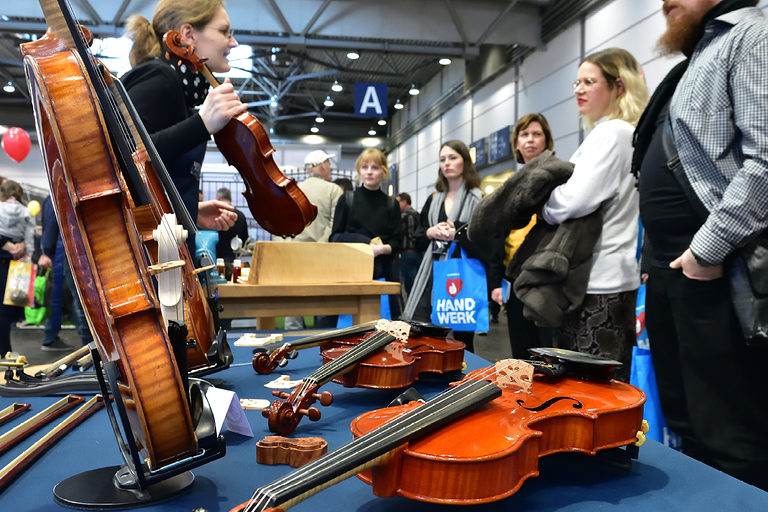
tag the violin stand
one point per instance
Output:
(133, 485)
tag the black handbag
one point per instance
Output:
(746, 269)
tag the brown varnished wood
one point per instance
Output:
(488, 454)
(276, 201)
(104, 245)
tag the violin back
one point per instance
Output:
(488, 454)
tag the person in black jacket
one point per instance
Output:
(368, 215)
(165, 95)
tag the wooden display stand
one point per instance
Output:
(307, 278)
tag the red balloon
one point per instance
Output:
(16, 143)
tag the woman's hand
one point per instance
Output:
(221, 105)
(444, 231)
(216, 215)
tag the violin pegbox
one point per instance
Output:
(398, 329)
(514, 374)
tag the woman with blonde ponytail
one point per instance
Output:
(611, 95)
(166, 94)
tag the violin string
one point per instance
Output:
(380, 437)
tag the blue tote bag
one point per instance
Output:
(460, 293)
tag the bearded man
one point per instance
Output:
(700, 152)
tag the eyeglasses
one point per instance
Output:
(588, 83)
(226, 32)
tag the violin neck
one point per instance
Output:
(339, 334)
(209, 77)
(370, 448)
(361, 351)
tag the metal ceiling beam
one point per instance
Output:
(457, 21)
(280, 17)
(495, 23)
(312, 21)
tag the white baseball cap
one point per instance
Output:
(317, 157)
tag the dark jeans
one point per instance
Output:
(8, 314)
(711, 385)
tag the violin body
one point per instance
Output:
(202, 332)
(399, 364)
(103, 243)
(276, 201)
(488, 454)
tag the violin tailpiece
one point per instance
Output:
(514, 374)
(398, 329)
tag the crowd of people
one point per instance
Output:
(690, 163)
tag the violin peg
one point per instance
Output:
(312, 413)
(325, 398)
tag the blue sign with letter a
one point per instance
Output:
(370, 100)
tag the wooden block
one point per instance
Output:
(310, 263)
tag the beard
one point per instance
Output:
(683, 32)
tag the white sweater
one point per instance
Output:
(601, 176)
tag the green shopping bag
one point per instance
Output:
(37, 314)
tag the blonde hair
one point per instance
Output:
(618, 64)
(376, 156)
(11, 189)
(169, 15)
--
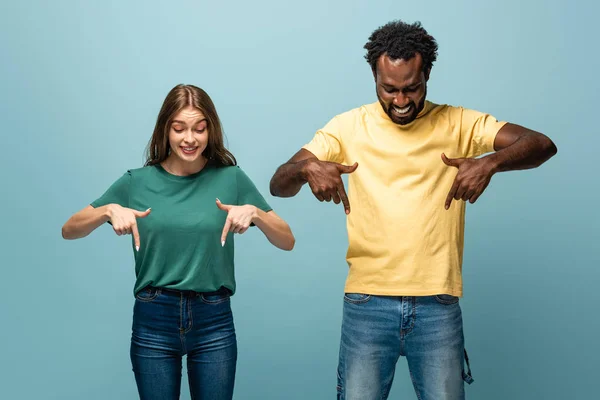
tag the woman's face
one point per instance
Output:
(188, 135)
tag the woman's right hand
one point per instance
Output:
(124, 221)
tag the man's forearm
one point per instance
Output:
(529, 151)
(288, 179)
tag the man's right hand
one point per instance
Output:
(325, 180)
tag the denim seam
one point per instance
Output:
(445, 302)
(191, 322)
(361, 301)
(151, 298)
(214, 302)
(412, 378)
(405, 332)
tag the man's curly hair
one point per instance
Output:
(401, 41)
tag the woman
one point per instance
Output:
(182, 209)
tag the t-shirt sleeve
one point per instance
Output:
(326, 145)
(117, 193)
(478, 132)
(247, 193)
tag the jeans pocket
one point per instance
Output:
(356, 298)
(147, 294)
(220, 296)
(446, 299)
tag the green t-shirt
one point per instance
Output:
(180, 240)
* * *
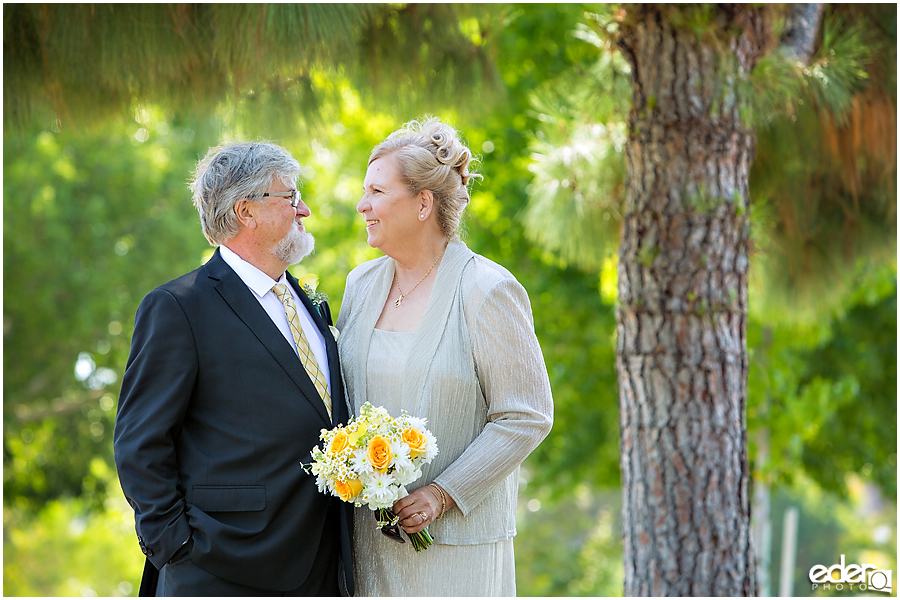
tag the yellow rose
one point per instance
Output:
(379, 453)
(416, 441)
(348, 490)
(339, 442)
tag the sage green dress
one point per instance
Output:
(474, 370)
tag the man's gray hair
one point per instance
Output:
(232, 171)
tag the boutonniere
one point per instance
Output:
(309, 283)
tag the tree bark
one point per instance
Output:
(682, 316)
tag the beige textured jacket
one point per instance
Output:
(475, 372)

Requirement - Taking the listing above as a whole, count the lines that include the word "woman" and report the figure only.

Task answer - 5